• [EXERCISE TASKS]
a – In the Premier League restart report, who refereed the first match back?
b – Copy the stretch of the Premier League restart report from "The first match" through "its very staging.".

• [SUPPLIED PASSAGE]
·····

JONATHAN SHALLARD REPORTING —– After 100 days the English Premier League, the world’s most popular domestic tournament, is back in both stadia and television screens.

The first match – Aston Villa escaping with a 0-0 draw against Sheffield United thanks to a failure of both goal-line technology and VAR – was of far less significance outside of the two clubs than its very staging.

At one stage, as the UK struggled to cope with the COVID-19 pandemic, the prospect of any live football before the autumn appeared remote. But financial pressure, impatience for signs of normality and the positive example of the Bundesliga encouraged activation of Project Restart.

Players from both teams take a knee before kickoff

All essential precautions were in place. Villa Park was sectioned into coloured zones and the players arrived with social distancing, individual temperature checks and two dressing rooms each. One was the lounge area usually reserved for journalists.

Another ‘new normal’ was both teams making separate entrances onto the pitch before a one-minute silence for victims of the pandemic.

Also not normal was that, on a further whistle from referee Michael Oliver, both teams and match officials ‘took a knee’ in tribute to George Floyd, the black American who died under police arrest in Minneapolis.

·····

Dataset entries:
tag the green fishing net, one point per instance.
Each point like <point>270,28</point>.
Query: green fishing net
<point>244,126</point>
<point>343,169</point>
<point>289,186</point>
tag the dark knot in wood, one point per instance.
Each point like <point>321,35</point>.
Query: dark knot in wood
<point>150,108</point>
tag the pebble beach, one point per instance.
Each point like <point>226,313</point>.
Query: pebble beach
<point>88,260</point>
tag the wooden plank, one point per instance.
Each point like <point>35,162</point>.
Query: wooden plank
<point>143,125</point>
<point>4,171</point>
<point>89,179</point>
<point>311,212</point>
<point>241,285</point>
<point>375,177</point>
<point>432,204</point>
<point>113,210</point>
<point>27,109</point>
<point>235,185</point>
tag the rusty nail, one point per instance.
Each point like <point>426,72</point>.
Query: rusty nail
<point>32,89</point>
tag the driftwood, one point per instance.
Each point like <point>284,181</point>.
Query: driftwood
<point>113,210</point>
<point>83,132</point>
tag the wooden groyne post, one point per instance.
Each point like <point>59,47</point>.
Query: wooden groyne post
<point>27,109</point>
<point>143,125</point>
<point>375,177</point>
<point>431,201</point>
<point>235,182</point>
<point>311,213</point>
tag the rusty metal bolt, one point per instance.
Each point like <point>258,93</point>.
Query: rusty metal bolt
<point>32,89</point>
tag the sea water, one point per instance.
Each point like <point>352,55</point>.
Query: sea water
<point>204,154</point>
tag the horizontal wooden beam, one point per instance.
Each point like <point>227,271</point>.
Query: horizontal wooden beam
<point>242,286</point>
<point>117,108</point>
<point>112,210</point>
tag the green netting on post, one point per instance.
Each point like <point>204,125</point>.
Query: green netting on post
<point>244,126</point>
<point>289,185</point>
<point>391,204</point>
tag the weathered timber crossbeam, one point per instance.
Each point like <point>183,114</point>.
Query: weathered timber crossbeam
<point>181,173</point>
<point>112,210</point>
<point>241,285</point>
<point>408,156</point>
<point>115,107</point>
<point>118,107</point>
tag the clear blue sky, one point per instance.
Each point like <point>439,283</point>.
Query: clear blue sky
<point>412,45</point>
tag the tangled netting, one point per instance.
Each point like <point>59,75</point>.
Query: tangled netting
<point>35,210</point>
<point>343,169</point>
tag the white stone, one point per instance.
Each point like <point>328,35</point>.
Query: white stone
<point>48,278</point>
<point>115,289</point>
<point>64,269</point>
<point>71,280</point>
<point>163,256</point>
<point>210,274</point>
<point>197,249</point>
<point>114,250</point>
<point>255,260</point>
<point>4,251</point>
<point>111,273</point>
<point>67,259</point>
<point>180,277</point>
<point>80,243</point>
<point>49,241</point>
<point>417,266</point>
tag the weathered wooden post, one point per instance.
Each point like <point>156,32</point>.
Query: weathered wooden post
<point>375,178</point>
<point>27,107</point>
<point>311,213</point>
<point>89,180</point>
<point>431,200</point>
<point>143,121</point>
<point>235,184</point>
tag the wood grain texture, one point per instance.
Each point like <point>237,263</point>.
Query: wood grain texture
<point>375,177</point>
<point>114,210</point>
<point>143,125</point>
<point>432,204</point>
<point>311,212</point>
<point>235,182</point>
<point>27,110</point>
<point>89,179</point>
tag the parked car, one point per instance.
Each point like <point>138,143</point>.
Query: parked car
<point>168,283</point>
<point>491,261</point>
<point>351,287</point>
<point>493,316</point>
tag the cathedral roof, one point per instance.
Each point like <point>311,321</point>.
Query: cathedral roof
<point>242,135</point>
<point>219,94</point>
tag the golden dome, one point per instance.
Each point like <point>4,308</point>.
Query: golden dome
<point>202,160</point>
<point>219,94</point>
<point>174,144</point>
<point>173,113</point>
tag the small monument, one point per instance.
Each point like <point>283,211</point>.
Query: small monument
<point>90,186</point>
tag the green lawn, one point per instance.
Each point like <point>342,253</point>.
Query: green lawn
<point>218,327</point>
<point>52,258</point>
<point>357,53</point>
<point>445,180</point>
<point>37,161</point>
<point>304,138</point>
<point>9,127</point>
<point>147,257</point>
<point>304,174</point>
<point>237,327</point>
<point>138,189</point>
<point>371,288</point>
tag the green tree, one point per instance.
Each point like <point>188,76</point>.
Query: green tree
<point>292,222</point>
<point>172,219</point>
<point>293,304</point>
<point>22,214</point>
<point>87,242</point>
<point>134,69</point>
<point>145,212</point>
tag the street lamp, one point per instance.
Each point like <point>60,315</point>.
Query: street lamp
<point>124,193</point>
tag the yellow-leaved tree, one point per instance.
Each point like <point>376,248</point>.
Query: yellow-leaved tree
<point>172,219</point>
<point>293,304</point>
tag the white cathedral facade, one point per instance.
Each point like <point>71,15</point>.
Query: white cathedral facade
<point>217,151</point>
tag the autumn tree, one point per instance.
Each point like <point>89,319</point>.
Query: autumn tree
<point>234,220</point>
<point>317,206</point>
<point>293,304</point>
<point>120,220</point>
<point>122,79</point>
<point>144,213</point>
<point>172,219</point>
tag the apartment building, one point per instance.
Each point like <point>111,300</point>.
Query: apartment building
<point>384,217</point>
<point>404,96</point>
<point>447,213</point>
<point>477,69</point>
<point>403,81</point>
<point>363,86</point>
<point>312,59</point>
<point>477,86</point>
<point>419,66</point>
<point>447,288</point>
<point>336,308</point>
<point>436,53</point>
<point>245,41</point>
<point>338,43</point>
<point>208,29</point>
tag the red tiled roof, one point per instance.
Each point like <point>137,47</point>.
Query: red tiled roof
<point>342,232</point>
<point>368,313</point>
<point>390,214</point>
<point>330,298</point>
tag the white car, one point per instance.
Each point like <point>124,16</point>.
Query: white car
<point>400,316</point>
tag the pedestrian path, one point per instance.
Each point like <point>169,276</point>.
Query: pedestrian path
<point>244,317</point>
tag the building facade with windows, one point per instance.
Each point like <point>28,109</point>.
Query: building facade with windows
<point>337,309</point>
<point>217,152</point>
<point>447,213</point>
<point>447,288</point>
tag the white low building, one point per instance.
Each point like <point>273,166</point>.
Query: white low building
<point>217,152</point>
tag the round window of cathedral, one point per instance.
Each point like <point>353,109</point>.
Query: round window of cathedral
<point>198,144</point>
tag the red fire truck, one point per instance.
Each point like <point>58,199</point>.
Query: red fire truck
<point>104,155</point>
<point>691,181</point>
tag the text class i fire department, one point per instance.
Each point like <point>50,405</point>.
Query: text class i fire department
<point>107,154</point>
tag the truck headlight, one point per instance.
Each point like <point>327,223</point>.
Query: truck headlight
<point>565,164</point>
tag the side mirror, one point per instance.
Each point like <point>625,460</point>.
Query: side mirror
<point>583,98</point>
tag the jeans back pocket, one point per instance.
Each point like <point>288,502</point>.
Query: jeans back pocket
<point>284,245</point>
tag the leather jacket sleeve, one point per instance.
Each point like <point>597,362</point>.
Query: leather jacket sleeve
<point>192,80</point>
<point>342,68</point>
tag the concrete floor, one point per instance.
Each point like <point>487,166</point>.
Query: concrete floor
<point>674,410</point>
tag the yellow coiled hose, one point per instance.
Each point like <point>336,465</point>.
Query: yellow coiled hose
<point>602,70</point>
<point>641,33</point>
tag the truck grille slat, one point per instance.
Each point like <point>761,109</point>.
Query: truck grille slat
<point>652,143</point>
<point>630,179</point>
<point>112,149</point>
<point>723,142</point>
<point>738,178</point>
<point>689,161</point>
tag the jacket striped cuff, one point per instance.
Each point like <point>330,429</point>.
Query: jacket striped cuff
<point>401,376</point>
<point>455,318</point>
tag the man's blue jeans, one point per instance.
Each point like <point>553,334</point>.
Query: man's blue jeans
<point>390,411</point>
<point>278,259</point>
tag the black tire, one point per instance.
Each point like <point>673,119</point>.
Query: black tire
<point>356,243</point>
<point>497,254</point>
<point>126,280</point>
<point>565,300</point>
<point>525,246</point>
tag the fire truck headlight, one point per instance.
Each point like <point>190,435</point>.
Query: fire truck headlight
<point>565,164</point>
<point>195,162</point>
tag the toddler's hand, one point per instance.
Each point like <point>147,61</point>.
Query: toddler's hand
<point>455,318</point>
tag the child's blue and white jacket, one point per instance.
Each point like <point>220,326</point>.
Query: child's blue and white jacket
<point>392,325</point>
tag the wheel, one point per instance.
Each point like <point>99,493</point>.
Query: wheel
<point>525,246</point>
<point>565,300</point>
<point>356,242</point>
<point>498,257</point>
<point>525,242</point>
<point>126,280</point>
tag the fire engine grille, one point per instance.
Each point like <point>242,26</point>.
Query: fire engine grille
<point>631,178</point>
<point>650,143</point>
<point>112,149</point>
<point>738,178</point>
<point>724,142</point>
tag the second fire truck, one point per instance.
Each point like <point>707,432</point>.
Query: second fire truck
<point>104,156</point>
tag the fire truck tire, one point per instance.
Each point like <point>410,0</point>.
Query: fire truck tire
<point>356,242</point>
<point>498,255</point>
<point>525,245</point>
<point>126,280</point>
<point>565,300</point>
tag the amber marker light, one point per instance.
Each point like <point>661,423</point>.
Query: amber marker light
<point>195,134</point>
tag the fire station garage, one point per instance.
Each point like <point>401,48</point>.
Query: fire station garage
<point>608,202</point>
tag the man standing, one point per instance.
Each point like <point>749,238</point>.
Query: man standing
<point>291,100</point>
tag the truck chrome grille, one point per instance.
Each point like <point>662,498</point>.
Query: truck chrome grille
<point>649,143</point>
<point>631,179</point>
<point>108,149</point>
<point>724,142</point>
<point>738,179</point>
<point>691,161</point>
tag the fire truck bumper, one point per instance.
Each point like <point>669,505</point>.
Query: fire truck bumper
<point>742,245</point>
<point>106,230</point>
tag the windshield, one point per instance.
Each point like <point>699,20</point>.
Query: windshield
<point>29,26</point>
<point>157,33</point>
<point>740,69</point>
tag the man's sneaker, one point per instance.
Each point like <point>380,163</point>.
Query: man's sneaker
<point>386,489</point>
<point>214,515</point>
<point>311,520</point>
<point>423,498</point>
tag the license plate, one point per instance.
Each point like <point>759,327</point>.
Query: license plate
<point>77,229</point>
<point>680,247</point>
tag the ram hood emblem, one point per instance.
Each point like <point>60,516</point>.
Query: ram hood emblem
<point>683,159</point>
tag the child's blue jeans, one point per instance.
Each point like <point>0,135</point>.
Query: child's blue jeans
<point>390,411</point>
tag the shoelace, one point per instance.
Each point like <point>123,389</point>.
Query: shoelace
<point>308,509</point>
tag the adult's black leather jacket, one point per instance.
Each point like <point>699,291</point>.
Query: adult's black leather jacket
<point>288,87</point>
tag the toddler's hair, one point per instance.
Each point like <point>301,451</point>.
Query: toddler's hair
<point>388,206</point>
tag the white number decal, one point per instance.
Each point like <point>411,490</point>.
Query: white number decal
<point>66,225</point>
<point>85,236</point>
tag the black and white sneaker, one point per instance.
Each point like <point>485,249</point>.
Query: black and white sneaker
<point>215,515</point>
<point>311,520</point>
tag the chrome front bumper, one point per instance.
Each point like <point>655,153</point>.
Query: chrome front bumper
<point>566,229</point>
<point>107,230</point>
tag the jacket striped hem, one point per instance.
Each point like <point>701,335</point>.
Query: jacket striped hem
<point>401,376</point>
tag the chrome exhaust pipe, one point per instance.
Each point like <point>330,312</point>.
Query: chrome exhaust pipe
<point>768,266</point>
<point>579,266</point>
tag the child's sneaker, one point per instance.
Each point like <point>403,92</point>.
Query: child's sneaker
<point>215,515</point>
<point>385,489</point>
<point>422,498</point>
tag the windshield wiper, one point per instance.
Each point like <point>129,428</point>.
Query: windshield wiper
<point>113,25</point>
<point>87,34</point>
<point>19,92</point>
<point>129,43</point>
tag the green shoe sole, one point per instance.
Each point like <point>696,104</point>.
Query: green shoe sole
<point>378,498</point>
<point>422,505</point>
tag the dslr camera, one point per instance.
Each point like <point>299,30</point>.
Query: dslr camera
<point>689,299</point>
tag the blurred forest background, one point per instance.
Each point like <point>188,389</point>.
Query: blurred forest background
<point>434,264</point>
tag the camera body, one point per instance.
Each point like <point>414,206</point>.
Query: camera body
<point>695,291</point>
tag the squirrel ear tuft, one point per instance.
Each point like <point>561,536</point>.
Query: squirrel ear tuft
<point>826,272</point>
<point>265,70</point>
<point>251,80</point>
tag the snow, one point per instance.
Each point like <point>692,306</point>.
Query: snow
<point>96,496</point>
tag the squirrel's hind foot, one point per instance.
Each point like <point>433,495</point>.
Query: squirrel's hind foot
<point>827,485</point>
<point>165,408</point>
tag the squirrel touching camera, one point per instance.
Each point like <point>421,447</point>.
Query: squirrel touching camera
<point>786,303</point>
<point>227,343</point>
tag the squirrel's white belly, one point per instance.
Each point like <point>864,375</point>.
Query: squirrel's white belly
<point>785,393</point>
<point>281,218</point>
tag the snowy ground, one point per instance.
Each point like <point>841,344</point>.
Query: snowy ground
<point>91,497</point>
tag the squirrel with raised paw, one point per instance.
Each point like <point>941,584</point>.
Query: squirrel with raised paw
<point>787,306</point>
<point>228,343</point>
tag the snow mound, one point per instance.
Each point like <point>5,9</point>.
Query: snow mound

·····

• [SET OF ANSWERS]
a – Michael Oliver

b –
The first match – Aston Villa escaping with a 0-0 draw against Sheffield United thanks to a failure of both goal-line technology and VAR – was of far less significance outside of the two clubs than its very staging.